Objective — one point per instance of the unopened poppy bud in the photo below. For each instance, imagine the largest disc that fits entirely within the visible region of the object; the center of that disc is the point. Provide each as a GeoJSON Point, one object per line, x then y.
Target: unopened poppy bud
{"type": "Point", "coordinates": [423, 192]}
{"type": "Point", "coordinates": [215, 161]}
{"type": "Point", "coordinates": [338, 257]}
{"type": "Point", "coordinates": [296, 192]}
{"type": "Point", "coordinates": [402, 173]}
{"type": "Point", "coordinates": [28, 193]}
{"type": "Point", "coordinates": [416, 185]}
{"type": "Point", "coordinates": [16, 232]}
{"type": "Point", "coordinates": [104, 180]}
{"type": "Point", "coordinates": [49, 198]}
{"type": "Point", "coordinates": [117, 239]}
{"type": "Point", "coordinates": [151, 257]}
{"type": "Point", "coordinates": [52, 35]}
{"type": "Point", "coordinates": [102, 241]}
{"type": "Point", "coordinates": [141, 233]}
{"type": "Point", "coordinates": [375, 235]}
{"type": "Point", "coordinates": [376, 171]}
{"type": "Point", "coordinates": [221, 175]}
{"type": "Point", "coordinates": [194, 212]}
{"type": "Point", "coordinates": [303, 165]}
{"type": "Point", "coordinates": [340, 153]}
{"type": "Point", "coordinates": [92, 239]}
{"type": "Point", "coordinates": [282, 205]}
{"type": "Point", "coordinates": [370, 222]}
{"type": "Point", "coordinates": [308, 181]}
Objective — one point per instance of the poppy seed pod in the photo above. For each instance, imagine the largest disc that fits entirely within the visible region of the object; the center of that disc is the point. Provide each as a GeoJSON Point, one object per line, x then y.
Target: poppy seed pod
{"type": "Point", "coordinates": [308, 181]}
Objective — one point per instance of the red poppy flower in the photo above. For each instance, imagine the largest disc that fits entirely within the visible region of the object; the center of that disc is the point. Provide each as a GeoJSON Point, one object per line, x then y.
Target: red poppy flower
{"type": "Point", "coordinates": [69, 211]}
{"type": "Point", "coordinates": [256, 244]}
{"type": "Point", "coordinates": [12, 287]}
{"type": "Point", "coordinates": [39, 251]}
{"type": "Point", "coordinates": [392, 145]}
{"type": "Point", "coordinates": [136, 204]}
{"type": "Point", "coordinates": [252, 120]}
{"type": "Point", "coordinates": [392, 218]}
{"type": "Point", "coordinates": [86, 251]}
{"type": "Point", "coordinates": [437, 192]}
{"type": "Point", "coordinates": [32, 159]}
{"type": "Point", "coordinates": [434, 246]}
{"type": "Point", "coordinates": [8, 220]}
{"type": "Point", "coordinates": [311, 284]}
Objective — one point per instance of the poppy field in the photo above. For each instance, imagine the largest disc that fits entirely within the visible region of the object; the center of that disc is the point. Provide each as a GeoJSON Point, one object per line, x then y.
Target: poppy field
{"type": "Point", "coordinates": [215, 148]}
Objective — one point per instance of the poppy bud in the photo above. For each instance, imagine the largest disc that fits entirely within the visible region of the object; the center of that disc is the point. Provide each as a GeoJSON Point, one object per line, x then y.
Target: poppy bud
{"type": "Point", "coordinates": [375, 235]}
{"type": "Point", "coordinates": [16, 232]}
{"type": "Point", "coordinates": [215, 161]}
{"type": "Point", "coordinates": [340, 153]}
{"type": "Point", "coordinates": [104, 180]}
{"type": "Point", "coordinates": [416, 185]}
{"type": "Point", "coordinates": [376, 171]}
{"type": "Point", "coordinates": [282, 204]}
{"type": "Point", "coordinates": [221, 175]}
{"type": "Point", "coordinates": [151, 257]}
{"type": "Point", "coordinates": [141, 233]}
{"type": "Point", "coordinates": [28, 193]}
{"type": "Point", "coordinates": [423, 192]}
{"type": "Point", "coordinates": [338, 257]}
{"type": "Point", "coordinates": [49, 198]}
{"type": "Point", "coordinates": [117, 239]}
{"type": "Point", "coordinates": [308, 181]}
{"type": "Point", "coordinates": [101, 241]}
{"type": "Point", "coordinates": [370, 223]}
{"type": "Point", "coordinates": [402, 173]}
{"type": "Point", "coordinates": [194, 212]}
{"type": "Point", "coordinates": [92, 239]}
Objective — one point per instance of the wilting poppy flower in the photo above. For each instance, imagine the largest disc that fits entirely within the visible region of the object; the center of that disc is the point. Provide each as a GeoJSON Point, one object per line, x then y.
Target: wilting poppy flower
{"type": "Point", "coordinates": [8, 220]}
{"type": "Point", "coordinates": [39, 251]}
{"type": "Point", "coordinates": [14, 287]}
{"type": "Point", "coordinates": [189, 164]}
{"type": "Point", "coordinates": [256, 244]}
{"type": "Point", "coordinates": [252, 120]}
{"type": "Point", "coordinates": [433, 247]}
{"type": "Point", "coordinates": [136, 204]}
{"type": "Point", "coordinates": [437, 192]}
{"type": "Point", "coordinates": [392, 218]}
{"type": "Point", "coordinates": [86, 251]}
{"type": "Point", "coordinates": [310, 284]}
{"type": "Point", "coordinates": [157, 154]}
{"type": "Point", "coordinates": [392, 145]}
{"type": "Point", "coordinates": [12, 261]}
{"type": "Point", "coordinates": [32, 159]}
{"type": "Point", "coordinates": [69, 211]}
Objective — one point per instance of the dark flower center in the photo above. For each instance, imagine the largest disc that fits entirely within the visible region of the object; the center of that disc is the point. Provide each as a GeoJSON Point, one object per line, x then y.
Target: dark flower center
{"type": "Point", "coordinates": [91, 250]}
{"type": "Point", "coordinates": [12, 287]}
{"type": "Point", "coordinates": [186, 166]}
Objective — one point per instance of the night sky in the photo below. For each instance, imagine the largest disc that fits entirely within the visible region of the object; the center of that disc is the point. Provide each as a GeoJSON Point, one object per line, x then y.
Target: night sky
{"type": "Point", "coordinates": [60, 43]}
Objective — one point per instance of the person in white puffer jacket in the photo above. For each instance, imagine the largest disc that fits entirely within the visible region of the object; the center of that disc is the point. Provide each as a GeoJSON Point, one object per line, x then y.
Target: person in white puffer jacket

· · · ·

Work to do: Rewrite every line of the records above as a numbered list, leaving out any blank lines.

Answer in full:
1. Objective — one point per instance of the unopened poppy bud in the photo below. For each instance, imagine the largest disc that fits entirely within the visible region of the object; the center of that disc is the point. Provide each as a GeoJSON Point, one object per line, x then y.
2. Target: unopened poppy bud
3. {"type": "Point", "coordinates": [423, 192]}
4. {"type": "Point", "coordinates": [215, 161]}
5. {"type": "Point", "coordinates": [338, 257]}
6. {"type": "Point", "coordinates": [296, 192]}
7. {"type": "Point", "coordinates": [402, 173]}
8. {"type": "Point", "coordinates": [28, 193]}
9. {"type": "Point", "coordinates": [416, 185]}
10. {"type": "Point", "coordinates": [16, 232]}
11. {"type": "Point", "coordinates": [104, 180]}
12. {"type": "Point", "coordinates": [49, 198]}
13. {"type": "Point", "coordinates": [117, 239]}
14. {"type": "Point", "coordinates": [151, 257]}
15. {"type": "Point", "coordinates": [52, 35]}
16. {"type": "Point", "coordinates": [102, 241]}
17. {"type": "Point", "coordinates": [141, 233]}
18. {"type": "Point", "coordinates": [375, 235]}
19. {"type": "Point", "coordinates": [376, 171]}
20. {"type": "Point", "coordinates": [221, 175]}
21. {"type": "Point", "coordinates": [194, 212]}
22. {"type": "Point", "coordinates": [303, 165]}
23. {"type": "Point", "coordinates": [340, 153]}
24. {"type": "Point", "coordinates": [92, 239]}
25. {"type": "Point", "coordinates": [282, 205]}
26. {"type": "Point", "coordinates": [370, 222]}
27. {"type": "Point", "coordinates": [308, 181]}
28. Objective — one point per instance of the poppy seed pod in the photo above. For each instance, imagine the largest disc that fits entirely within the visible region of the object; the center of that disc is the point. Provide each as a GeoJSON Point, one object per line, x then y.
29. Target: poppy seed pod
30. {"type": "Point", "coordinates": [308, 181]}
31. Objective — one point per instance of the red poppy flower in the photo above. For each instance, imagine the largest disc that fits entirely within the visible region of the object; the center of that disc is the point. Provide each as a GeoJSON Point, one object per line, x then y.
32. Target: red poppy flower
33. {"type": "Point", "coordinates": [69, 211]}
34. {"type": "Point", "coordinates": [256, 244]}
35. {"type": "Point", "coordinates": [12, 287]}
36. {"type": "Point", "coordinates": [39, 251]}
37. {"type": "Point", "coordinates": [392, 145]}
38. {"type": "Point", "coordinates": [136, 204]}
39. {"type": "Point", "coordinates": [252, 120]}
40. {"type": "Point", "coordinates": [392, 218]}
41. {"type": "Point", "coordinates": [86, 251]}
42. {"type": "Point", "coordinates": [437, 192]}
43. {"type": "Point", "coordinates": [32, 159]}
44. {"type": "Point", "coordinates": [434, 246]}
45. {"type": "Point", "coordinates": [8, 220]}
46. {"type": "Point", "coordinates": [311, 284]}
47. Objective — one point per instance of the poppy field in the photo above. For each instance, imagine the largest disc that fits entirely within the visible region of the object; the center of that disc is the point. Provide each as a GeoJSON Point, one object per line, x then y.
48. Target: poppy field
49. {"type": "Point", "coordinates": [215, 148]}
50. Objective — one point per instance of the poppy bud in the photo above. For each instance, imagine the largest disc that fits entirely within the visible region of the object; the center of that disc is the point. Provide each as a GeoJSON Point, one object per line, x then y.
51. Target: poppy bud
52. {"type": "Point", "coordinates": [375, 235]}
53. {"type": "Point", "coordinates": [16, 232]}
54. {"type": "Point", "coordinates": [215, 161]}
55. {"type": "Point", "coordinates": [340, 153]}
56. {"type": "Point", "coordinates": [104, 180]}
57. {"type": "Point", "coordinates": [416, 185]}
58. {"type": "Point", "coordinates": [376, 171]}
59. {"type": "Point", "coordinates": [282, 204]}
60. {"type": "Point", "coordinates": [221, 175]}
61. {"type": "Point", "coordinates": [151, 257]}
62. {"type": "Point", "coordinates": [141, 233]}
63. {"type": "Point", "coordinates": [28, 193]}
64. {"type": "Point", "coordinates": [423, 192]}
65. {"type": "Point", "coordinates": [338, 257]}
66. {"type": "Point", "coordinates": [49, 198]}
67. {"type": "Point", "coordinates": [117, 239]}
68. {"type": "Point", "coordinates": [308, 181]}
69. {"type": "Point", "coordinates": [101, 241]}
70. {"type": "Point", "coordinates": [370, 223]}
71. {"type": "Point", "coordinates": [402, 173]}
72. {"type": "Point", "coordinates": [194, 212]}
73. {"type": "Point", "coordinates": [92, 239]}
74. Objective — one point per instance of the wilting poppy flower in the photo above. For each instance, imagine the largest disc that fits entirely within the visible region of the object; the center of that disc is the point. Provide each as a GeoJSON Point, one object per line, x then y.
75. Target: wilting poppy flower
76. {"type": "Point", "coordinates": [8, 220]}
77. {"type": "Point", "coordinates": [39, 251]}
78. {"type": "Point", "coordinates": [14, 287]}
79. {"type": "Point", "coordinates": [189, 164]}
80. {"type": "Point", "coordinates": [256, 244]}
81. {"type": "Point", "coordinates": [252, 120]}
82. {"type": "Point", "coordinates": [433, 247]}
83. {"type": "Point", "coordinates": [136, 204]}
84. {"type": "Point", "coordinates": [437, 192]}
85. {"type": "Point", "coordinates": [392, 218]}
86. {"type": "Point", "coordinates": [86, 251]}
87. {"type": "Point", "coordinates": [310, 284]}
88. {"type": "Point", "coordinates": [157, 154]}
89. {"type": "Point", "coordinates": [392, 145]}
90. {"type": "Point", "coordinates": [12, 261]}
91. {"type": "Point", "coordinates": [32, 159]}
92. {"type": "Point", "coordinates": [69, 211]}
93. Objective — one point per instance of the dark flower center in the photo above. For each instance, imagine the largest disc that fits entirely within the visible region of the object; the center of that disc is the point. Provide each as a GeoJSON Point, one object per line, x then y.
94. Target: dark flower center
95. {"type": "Point", "coordinates": [91, 250]}
96. {"type": "Point", "coordinates": [12, 287]}
97. {"type": "Point", "coordinates": [186, 166]}
98. Objective — one point per instance of the night sky in the photo below. For each instance, imagine the largest disc that fits entirely within the visible region of the object; the center of that disc is the point. Provide each as a GeoJSON Point, one object per line, x then y.
99. Target: night sky
100. {"type": "Point", "coordinates": [60, 43]}
101. Objective — one point per instance of the person in white puffer jacket in the photo above. For each instance, imagine the largest disc that fits entirely within the visible region of the object; the center of that disc is the point. Provide each as a GeoJSON Point, one object per line, x then y.
102. Target: person in white puffer jacket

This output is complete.